* **Given exercise**
Copy out every line of the records below, including the requests. Multiply each coordinate in the answers by 0.65 and round to the nearest whole number, rounding halves up.

* **Given entries**

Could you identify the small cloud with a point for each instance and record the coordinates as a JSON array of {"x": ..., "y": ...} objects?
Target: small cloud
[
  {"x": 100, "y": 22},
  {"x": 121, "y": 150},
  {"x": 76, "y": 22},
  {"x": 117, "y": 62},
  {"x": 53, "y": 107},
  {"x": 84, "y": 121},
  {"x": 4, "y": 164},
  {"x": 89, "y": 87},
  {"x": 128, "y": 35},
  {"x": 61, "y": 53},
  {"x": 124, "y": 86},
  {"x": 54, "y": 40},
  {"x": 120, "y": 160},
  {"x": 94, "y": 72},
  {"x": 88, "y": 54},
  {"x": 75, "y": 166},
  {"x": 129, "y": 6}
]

* **Task response**
Could you identify the small cloud with a point for each instance and record the coordinates as a JSON array of {"x": ..., "y": ...} objects?
Target: small cloud
[
  {"x": 65, "y": 14},
  {"x": 79, "y": 98},
  {"x": 49, "y": 14},
  {"x": 76, "y": 40},
  {"x": 34, "y": 70},
  {"x": 55, "y": 79},
  {"x": 3, "y": 107},
  {"x": 58, "y": 57},
  {"x": 83, "y": 23},
  {"x": 40, "y": 34},
  {"x": 81, "y": 56},
  {"x": 35, "y": 26},
  {"x": 78, "y": 104},
  {"x": 61, "y": 47},
  {"x": 57, "y": 35},
  {"x": 49, "y": 108},
  {"x": 84, "y": 4}
]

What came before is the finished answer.